[ÉNONCÉ 1]
Recopiez mot pour mot le passage de l'extrait sur Eric Domb qui commence aux mots « A 54 ans, le » et s'arrête après « confiait-il l’année dernière. ».

[EXTRAIT PROPOSÉ]
⟨

Eric Domb © Belga

Eric Domb, portrait d’un homme pressé de vivre ses rêves

Laurence Van Ruymbeke
Laurence Van Ruymbeke Journaliste au Vif

A 54 ans, le patron de Pairi Daiza garde un rêve d’avance. Les pandas géants, obtenus de haute lutte, ne diront pas le contraire. Impatient, Eric Domb a hâte de terminer son jardin extraordinaire. Un projet fou et risqué. Mais l’homme carbure à l’impossible. D’ailleurs, il compte bien sortir son parc de la bourse afin conserver l’âme de son fantasme.

C’est un homme qui court. De peur que le temps le rattrape, lui qui suspend pourtant le temps pour le bon million de visiteurs qui, chaque année, visitent son parc, l’oeuvre de sa vie : Pairi Daiza. « Mon parc n’est pas terminé, explique Eric Domb, son patron et principal actionnaire. Or, si je meurs demain, Pairi Daiza sera revendu à un opérateur dont le dernier souci sera de réaliser les projets que j’avais encore. Alors, je fonce. Je reconnais que c’est frénétique… », nous confiait-il l’année dernière.

Sous sa tignasse grise, caché tout au fond de son impeccable costume ligné, on a du mal à deviner l’enfant qu’a été ce patron désormais présenté comme exemplaire : timide et solitaire, détestant l’école, heureux en la seule compagnie des livres. Les albums de Babar, d’abord, que lui lit son père. Puis les contes et légendes venus d’ailleurs, les oeuvres de Jules Verne et Jack London. Comme un voyageur immobile.

Coincé dans la posture délicate de celui qui est né entre deux frères, il grandit à l’ombre d’un père chirurgien et d’une mère historienne d’art et égyptologue, tous deux passionnés de jardins. Ses grands-parents paternels sont Polonais, tandis que la branche maternelle est lituanienne. « Des trois fils Domb, Eric était considéré comme le plus fragile, le plus féminin et le plus sensible », glisse Thierry Charlier, un de ses amis d’enfance. A l’époque, Eric joue du piano, pratique l’escrime, l’équitation, le ski. Il vit à l’ombre de l’église Saint-Antoine, à Etterbeek, avant de migrer vers le Brabant wallon, à Bousval. On dit de lui qu’il n’a pas un caractère facile…

A l’heure de choisir des études supérieures, il opte pour le droit « parce qu’il fallait bien faire quelque chose », confie-t-il. Son frère aîné, qu’il juge brillant, sera médecin comme son père. « J’aurais adoré étudier la médecine, reconnaît Eric Domb, et il m’est arrivé de regretter de ne pas l’avoir fait. Plus aujourd’hui. » Il sera donc avocat. « Je n’étais pas doué pour le métier », déclare-t-il. Il quitte la toge au profit de la consultance en finance.

Des sureaux et des ronces

Puis vient ce dossier, tombé sur son bureau comme un signe du ciel. Un parc de 55 hectares, entièrement à l’abandon, est à vendre à Cambron-Casteau, dans le Hainaut. On y trouve une ancienne abbaye cistercienne, des platanes à l’ombre desquels, il y a 400 ans, se sont abrités des moines. Et des ronces, mêlées aux sureaux. Eric Domb en tombe amoureux. « Ce parc m’a sauvé », résume-t-il.

⟩

[ENREGISTREMENTS FOURNIS]
⟨

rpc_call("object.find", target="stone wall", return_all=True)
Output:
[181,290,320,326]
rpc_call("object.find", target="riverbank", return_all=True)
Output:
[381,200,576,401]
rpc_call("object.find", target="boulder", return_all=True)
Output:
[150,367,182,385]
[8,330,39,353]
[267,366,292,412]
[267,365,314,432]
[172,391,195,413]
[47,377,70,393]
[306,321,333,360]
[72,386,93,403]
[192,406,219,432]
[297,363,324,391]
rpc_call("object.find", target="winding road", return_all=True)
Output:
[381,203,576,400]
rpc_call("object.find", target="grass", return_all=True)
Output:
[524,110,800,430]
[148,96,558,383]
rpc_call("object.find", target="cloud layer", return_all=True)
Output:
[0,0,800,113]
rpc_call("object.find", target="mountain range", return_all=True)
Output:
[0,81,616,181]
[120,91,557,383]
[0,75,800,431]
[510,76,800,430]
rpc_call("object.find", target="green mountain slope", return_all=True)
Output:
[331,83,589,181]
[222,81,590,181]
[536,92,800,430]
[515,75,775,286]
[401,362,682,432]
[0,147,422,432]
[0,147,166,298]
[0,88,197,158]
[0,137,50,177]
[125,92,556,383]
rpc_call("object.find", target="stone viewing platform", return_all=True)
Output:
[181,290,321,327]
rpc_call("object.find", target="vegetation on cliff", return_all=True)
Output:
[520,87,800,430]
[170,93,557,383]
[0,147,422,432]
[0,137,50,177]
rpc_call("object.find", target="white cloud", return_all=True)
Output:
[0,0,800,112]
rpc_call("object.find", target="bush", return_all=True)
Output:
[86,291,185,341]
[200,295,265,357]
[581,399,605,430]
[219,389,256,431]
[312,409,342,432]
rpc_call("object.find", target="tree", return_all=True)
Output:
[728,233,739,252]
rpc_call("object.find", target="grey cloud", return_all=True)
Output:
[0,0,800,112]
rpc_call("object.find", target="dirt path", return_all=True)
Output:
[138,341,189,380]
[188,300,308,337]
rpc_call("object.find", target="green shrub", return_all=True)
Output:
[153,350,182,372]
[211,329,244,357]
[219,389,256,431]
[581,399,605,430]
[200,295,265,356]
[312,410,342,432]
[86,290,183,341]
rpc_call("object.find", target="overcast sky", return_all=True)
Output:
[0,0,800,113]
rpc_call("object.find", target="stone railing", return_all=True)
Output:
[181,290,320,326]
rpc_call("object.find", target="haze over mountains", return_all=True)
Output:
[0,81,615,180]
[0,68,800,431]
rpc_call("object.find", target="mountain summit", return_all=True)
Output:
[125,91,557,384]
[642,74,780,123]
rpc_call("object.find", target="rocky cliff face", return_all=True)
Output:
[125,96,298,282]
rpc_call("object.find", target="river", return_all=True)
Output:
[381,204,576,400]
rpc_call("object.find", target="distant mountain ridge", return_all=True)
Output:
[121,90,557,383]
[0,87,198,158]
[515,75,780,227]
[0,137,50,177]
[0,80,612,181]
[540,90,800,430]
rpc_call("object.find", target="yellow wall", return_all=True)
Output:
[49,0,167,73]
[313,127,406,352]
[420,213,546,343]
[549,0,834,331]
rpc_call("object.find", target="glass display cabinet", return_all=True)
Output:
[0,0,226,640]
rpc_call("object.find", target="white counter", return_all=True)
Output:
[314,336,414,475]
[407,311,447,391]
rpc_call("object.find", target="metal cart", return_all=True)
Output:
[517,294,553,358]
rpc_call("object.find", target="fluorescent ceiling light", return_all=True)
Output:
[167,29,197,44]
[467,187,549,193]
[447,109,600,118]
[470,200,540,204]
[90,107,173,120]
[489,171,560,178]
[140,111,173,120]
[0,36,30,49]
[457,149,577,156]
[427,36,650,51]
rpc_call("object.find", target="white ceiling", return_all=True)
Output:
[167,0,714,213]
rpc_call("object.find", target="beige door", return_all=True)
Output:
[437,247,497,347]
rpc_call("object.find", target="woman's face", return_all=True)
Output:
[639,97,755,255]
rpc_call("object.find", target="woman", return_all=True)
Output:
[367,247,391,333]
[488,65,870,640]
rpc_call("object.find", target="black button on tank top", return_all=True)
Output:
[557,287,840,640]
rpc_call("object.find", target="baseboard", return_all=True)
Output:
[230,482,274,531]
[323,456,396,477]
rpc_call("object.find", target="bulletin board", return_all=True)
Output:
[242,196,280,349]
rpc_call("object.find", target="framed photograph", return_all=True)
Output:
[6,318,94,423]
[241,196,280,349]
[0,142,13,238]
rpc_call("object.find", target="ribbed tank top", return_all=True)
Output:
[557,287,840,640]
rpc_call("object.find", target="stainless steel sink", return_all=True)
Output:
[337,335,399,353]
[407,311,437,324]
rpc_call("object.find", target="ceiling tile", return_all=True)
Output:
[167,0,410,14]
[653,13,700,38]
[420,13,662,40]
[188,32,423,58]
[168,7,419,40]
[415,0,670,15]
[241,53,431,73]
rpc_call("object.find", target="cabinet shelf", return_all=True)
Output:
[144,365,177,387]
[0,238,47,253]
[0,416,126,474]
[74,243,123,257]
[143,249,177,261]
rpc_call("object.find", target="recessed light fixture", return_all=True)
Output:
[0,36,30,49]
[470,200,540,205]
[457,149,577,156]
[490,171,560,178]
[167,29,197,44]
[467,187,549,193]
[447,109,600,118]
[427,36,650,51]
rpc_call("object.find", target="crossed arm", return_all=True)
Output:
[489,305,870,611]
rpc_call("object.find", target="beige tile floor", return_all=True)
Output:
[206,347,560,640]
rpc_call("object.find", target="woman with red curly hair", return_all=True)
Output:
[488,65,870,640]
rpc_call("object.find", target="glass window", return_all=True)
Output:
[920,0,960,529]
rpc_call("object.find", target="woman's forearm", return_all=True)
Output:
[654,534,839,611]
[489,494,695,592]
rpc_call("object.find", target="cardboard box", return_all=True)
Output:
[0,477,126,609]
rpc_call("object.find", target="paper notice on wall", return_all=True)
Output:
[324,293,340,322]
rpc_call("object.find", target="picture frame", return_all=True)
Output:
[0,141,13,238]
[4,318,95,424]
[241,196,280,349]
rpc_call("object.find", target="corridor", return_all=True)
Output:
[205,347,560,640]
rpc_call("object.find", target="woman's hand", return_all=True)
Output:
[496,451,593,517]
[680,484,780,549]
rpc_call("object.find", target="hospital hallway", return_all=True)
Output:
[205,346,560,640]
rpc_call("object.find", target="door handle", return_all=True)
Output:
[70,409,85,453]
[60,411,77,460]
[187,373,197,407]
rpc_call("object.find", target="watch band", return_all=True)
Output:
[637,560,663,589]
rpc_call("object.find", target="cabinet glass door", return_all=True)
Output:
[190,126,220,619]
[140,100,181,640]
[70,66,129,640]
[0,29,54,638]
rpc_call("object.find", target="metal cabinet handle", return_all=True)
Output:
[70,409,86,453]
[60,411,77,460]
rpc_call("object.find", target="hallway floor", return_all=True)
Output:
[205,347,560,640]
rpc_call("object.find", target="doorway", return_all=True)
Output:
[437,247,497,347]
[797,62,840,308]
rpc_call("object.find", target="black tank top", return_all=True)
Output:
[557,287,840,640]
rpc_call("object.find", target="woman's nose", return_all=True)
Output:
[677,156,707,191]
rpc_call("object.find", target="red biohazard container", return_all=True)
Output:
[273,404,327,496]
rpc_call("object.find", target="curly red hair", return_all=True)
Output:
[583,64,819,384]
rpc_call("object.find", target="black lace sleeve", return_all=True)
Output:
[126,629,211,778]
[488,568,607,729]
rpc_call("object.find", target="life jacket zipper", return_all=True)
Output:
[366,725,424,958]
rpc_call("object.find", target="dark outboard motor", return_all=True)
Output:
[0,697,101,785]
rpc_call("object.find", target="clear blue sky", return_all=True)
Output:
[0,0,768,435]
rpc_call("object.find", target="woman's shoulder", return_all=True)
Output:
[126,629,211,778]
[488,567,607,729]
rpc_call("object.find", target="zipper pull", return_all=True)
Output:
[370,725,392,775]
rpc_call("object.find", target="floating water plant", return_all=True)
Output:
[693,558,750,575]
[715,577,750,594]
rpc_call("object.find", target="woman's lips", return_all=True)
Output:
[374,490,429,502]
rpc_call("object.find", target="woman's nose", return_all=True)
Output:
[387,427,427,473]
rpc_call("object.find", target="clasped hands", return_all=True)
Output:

⟩

[ÉNONCÉ 2]
Reprenez telles quelles les lignes des enregistrements ci-dessus, de la première jusqu'à celle qui contient « [381,200,576,401] », celle-ci comprise.

[BONNE RÉPONSE 1]
A 54 ans, le patron de Pairi Daiza garde un rêve d’avance. Les pandas géants, obtenus de haute lutte, ne diront pas le contraire. Impatient, Eric Domb a hâte de terminer son jardin extraordinaire. Un projet fou et risqué. Mais l’homme carbure à l’impossible. D’ailleurs, il compte bien sortir son parc de la bourse afin conserver l’âme de son fantasme.

C’est un homme qui court. De peur que le temps le rattrape, lui qui suspend pourtant le temps pour le bon million de visiteurs qui, chaque année, visitent son parc, l’oeuvre de sa vie : Pairi Daiza. « Mon parc n’est pas terminé, explique Eric Domb, son patron et principal actionnaire. Or, si je meurs demain, Pairi Daiza sera revendu à un opérateur dont le dernier souci sera de réaliser les projets que j’avais encore. Alors, je fonce. Je reconnais que c’est frénétique… », nous confiait-il l’année dernière.

[BONNE RÉPONSE 2]
rpc_call("object.find", target="stone wall", return_all=True)
Output:
[181,290,320,326]
rpc_call("object.find", target="riverbank", return_all=True)
Output:
[381,200,576,401]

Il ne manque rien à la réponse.